**Pointing records for named objects**

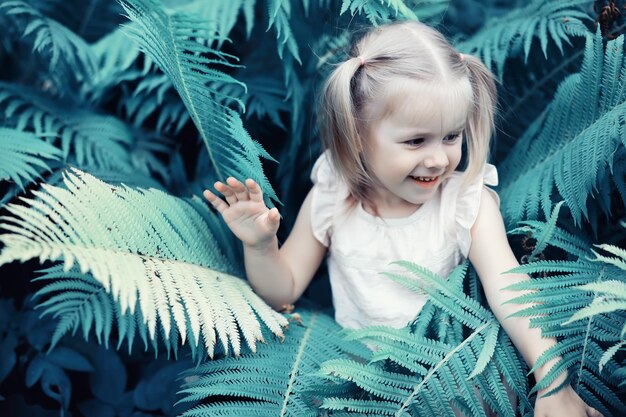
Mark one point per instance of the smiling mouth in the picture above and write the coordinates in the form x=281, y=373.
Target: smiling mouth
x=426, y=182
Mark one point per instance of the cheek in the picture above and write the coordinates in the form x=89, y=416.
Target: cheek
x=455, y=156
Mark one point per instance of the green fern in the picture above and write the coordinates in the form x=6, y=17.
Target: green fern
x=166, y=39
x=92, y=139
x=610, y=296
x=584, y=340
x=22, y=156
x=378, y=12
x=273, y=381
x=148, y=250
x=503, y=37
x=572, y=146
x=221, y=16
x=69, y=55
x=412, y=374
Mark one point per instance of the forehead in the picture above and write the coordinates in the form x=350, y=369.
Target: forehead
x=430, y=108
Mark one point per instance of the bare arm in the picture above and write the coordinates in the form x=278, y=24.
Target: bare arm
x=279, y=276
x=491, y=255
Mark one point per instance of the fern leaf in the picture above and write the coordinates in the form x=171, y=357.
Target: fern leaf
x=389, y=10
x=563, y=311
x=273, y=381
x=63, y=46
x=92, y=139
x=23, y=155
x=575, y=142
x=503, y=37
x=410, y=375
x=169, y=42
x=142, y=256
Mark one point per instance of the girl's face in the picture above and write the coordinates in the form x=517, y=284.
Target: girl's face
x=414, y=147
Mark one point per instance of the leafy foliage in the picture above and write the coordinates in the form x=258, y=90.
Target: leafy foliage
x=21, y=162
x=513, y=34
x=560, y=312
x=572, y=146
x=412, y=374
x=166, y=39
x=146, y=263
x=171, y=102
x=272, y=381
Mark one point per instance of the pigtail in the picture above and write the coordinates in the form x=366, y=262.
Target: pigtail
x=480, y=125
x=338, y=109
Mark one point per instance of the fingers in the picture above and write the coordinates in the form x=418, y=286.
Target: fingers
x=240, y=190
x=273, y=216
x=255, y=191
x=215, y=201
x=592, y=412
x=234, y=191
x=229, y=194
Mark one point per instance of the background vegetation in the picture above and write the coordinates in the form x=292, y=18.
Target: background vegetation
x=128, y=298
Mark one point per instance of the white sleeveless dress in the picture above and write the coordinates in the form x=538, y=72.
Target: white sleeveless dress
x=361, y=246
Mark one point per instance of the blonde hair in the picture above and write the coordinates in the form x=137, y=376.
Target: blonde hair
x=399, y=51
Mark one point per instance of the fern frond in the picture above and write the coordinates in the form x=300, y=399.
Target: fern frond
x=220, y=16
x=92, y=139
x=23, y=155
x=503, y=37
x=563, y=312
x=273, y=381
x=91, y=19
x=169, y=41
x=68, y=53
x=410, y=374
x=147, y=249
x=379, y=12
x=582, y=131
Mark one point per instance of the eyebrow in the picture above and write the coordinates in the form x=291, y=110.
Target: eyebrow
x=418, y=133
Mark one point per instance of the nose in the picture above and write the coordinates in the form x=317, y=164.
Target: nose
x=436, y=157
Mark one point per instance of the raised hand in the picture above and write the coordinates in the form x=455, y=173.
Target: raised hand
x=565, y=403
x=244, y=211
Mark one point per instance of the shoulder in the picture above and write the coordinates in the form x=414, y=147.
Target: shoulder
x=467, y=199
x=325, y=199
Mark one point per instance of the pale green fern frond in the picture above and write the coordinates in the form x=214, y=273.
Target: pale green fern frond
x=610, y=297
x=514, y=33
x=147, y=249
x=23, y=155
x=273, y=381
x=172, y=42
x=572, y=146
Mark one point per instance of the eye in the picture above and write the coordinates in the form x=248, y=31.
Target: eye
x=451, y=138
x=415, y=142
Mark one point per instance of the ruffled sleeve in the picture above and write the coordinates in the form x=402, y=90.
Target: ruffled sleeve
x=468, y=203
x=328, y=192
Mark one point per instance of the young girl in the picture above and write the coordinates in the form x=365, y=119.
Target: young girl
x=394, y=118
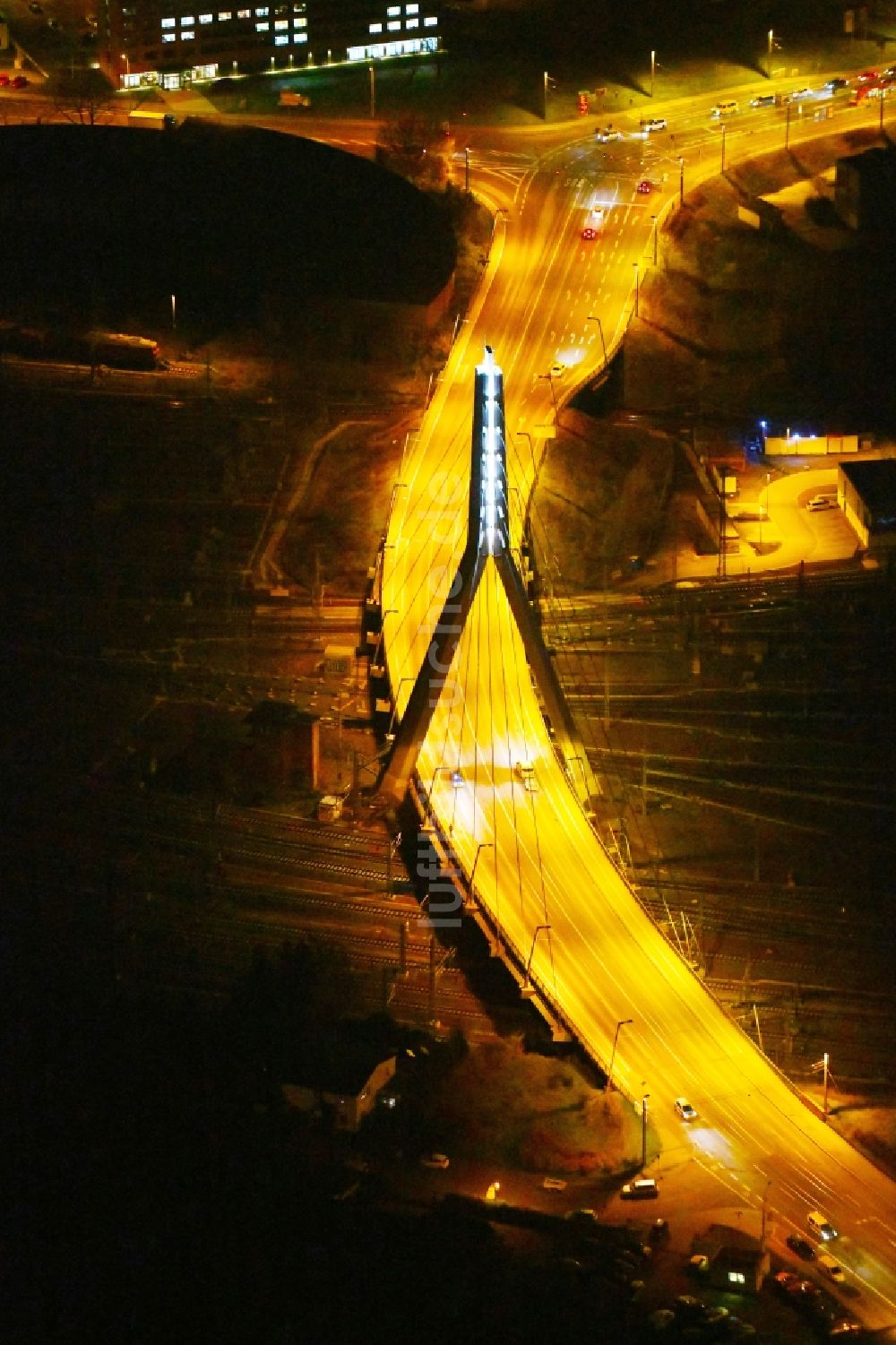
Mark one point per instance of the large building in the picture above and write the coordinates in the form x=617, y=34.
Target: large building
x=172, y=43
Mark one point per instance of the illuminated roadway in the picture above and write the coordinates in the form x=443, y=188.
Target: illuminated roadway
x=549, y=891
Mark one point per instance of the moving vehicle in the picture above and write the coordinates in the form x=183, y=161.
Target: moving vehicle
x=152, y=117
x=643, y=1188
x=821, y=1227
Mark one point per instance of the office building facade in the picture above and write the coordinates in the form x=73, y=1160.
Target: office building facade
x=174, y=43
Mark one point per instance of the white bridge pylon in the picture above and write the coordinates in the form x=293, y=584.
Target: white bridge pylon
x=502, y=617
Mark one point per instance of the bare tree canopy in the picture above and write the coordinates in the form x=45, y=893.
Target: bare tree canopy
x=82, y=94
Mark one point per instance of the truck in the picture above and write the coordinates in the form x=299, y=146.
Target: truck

**DIRECTIONS**
Print the lines again word for word, from the line with "Mark one point per instance of the white sleeveless" up to and including the line with "x=399, y=51".

**RESULT OF THIS EXERCISE**
Mark one point per instance of the white sleeveless dress in the picture above and write the coordinates in the form x=538, y=72.
Target: white sleeveless dress
x=361, y=246
Mark one point per instance of the blonde hair in the picture above and write the coordinates in the form x=137, y=376.
Target: blonde hair
x=399, y=51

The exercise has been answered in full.